Request:
Copy all of the records below, changing each "Locate" to "Find" and keeping everything else the same. Leave the pictures out.

Dataset entries:
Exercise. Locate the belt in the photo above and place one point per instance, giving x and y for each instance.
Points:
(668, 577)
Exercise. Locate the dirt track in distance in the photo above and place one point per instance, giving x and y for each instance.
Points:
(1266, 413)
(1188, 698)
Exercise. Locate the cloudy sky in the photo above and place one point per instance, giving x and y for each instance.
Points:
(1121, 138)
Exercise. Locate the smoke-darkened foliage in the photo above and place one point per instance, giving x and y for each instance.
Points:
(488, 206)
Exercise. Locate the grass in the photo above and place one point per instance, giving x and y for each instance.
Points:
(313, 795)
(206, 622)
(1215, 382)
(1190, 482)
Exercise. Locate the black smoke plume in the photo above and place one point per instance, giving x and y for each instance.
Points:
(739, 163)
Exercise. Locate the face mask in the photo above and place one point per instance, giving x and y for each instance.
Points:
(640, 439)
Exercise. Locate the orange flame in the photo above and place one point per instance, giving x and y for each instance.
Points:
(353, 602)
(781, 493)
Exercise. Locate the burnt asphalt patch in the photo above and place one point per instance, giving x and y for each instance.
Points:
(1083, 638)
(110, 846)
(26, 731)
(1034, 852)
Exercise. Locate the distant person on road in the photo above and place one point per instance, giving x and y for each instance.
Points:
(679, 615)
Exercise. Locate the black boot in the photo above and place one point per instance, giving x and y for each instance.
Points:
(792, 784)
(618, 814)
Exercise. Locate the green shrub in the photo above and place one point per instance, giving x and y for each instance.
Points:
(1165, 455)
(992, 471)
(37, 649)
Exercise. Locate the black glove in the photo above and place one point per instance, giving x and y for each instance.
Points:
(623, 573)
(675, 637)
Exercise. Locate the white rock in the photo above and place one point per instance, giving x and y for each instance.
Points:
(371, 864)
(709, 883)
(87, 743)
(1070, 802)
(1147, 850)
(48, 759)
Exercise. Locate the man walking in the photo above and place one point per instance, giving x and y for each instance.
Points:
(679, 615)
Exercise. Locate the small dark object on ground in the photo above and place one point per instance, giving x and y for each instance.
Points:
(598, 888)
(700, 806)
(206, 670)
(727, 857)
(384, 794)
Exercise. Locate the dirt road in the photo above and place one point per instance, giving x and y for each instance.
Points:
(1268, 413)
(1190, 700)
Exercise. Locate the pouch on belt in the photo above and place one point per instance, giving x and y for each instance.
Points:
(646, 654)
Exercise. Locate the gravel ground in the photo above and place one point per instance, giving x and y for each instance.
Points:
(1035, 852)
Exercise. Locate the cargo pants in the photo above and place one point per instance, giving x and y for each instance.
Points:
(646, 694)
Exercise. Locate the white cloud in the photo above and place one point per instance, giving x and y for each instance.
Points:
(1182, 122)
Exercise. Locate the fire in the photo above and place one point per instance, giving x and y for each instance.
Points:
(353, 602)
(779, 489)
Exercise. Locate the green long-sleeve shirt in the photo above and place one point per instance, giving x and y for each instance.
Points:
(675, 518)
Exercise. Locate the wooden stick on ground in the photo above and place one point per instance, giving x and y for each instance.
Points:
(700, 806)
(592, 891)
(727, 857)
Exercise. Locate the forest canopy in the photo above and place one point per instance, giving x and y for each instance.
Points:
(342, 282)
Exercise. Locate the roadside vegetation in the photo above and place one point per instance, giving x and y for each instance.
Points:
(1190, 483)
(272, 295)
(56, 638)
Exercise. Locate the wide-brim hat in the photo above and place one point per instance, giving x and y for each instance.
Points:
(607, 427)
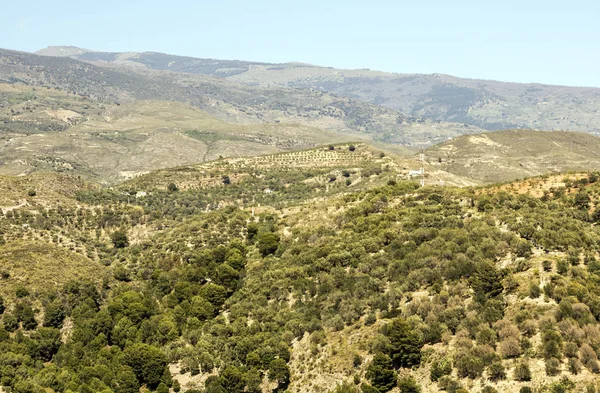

Solution below:
Exercise. Find the belt in the photo above and place one point per instance, giving x and y for each instance.
Points:
(668, 577)
Exercise. Find the dirt track in distance in the photo above and place one point per instance, giving x and y for each instance.
Points:
(1266, 413)
(1188, 698)
Exercise. Find the cloudy sky in the photo above and place one point per instance, giving x and y for each instance.
Points:
(1121, 138)
Exercise. Find the smoke-darkened foliage in the photo above and place one point per instance, giving x and y for each instance.
Points:
(488, 206)
Exercise. Find the grass in the photo above and place one point per instance, giving x and y for each instance.
Points:
(313, 795)
(206, 622)
(1215, 382)
(1190, 482)
Exercise. Find the black smoke plume in the photo above and place one point per instance, giving x and y for each instance.
Points:
(739, 163)
Exercise. Find the face mask in the photo above and place one point per instance, giving x and y for each instance.
Points:
(640, 439)
Exercise. Find the orange flame in the photo above and place one point per instance, giving x and y for each instance.
Points:
(353, 602)
(781, 493)
Exercise. Find the burnt asphalt patch in the photo above and place one point per instance, giving x and y for each instance.
Points:
(1083, 638)
(110, 846)
(26, 731)
(1034, 852)
Exercise. Find the distant person on road in the photo above and place one point per instance, giving x and y for each instance.
Points:
(679, 615)
Exercise. Find the black boot in the photo above and place one point per instance, giving x and y for each instance.
Points:
(792, 784)
(618, 814)
Exercise. Find the green shrub in the photo above and place one point per instance, giving x and y for each instance.
Points:
(1165, 455)
(992, 471)
(37, 649)
Exercise. Find the black glove in the photo above and place one point per instance, giving x and y for each instance.
Points:
(623, 573)
(675, 637)
Exercise. Find the white rock in the photo above and place one point per instance, giving x and y for each instance.
Points:
(371, 864)
(709, 883)
(87, 743)
(1070, 802)
(1147, 850)
(48, 759)
Exercise. Find the man walking in the photo above and place one point per instance, giving x and y for each instance.
Points:
(679, 615)
Exercise. Find the small dark object on ground in the photo above and place one point per instance, giving x and y for each instance.
Points:
(598, 888)
(700, 806)
(206, 670)
(727, 857)
(384, 794)
Exercise. Find the dirt road in the photo above and place one point per instance, giving x and y for each instance.
Points:
(1268, 413)
(1190, 700)
Exercise. Find the pouch on belt in the photo above and place one point per instance, giving x and y for each instance.
Points:
(646, 654)
Exercise. Find the gravel ground in the photo above and place one point per instance, giving x and y for each instance.
Points:
(1035, 852)
Exercise. Find the cargo pants in the photo above and place one point per instance, giving x and y for each instance.
Points:
(646, 694)
Exercise. Find the white cloud in the photo above and place one point per instance, giving x and y for each instance.
Points:
(1182, 122)
Exercise. Find the fire in the photo above and place one point per instance, giving x and y for each instance.
Points:
(353, 602)
(779, 489)
Exercise. Find the green long-sleeve shirt in the photo above and place one point per instance, giving x and y for each instance.
Points:
(675, 518)
Exercise. Find the wooden stick on ground in the photo above and place one point per instance, giving x and y for each instance.
Points:
(700, 806)
(592, 891)
(727, 857)
Exercise. Find the forest canopy in the photo above and place one point per instance, giving x and y for each instance.
Points:
(342, 282)
Exercise. Find the roadside vegetation in the photo above and place one point per instance, giving x and y for each instance.
Points:
(1190, 483)
(272, 295)
(56, 638)
Exercise. Find the wide-brim hat in the photo above and place one point per instance, giving x and y for each instance.
Points:
(607, 427)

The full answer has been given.